Data provided:
-.-.-
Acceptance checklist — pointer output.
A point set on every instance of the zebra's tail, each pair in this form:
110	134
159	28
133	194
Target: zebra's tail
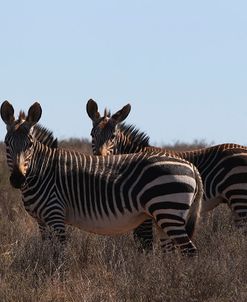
195	209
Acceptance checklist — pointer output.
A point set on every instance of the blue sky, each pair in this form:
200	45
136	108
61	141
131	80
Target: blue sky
182	65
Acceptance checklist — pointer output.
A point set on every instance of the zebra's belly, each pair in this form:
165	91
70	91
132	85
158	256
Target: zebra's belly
108	225
209	204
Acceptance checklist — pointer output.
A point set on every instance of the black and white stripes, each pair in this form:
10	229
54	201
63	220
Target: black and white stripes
223	168
104	195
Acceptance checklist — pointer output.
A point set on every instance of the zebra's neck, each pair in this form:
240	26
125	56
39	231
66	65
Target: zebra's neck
42	163
130	140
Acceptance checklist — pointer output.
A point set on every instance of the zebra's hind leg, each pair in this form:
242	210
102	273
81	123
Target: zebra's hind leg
174	235
238	207
53	230
143	235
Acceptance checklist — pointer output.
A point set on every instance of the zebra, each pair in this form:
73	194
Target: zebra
105	195
223	168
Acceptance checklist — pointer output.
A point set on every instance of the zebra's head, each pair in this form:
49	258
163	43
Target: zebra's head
19	140
105	128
-.-.-
The problem:
Once the pictures are set aside, give the rest of the material again unchanged.

Completed task:
Acceptance checklist — pointer output.
A point set on every instance of the zebra's tail, each pair in this form:
110	134
159	28
133	194
Target: zebra's tail
195	209
Acceptance checklist — pointer output.
A point set on every instance of the blue sky, each pair in this form:
200	45
136	108
61	141
131	80
Target: blue sky
182	65
Acceptance checklist — pointer output.
A point set on every instance of the zebra's belly, each pair in this form:
165	91
70	91
132	85
158	256
Target: zebra's belly
108	225
209	204
Acceptance checklist — pointer output.
A point set on every instance of the black and white stripes, each pair in this form:
10	229
54	201
63	220
Target: black and white stripes
223	168
104	195
Acceptance checklist — pointer output.
A point set on every instance of the zebra's neck, each pair in this form:
240	26
125	56
39	231
66	65
Target: zebra's neck
42	163
130	140
Acceptance checklist — pointer output.
A point set on every instance of the zebra's hind leg, each pair in this form:
242	210
102	273
81	123
Target: zebra's hind leg
174	235
238	207
53	230
143	235
Acceptance checklist — pointer output.
A point set on every instance of the zebra, each pair in this form:
73	194
Target: zebra
105	195
223	168
Acceptance checklist — pointer output.
A point set on every instance of the zebra's head, each pair in this form:
49	258
163	43
Target: zebra's head
19	140
105	128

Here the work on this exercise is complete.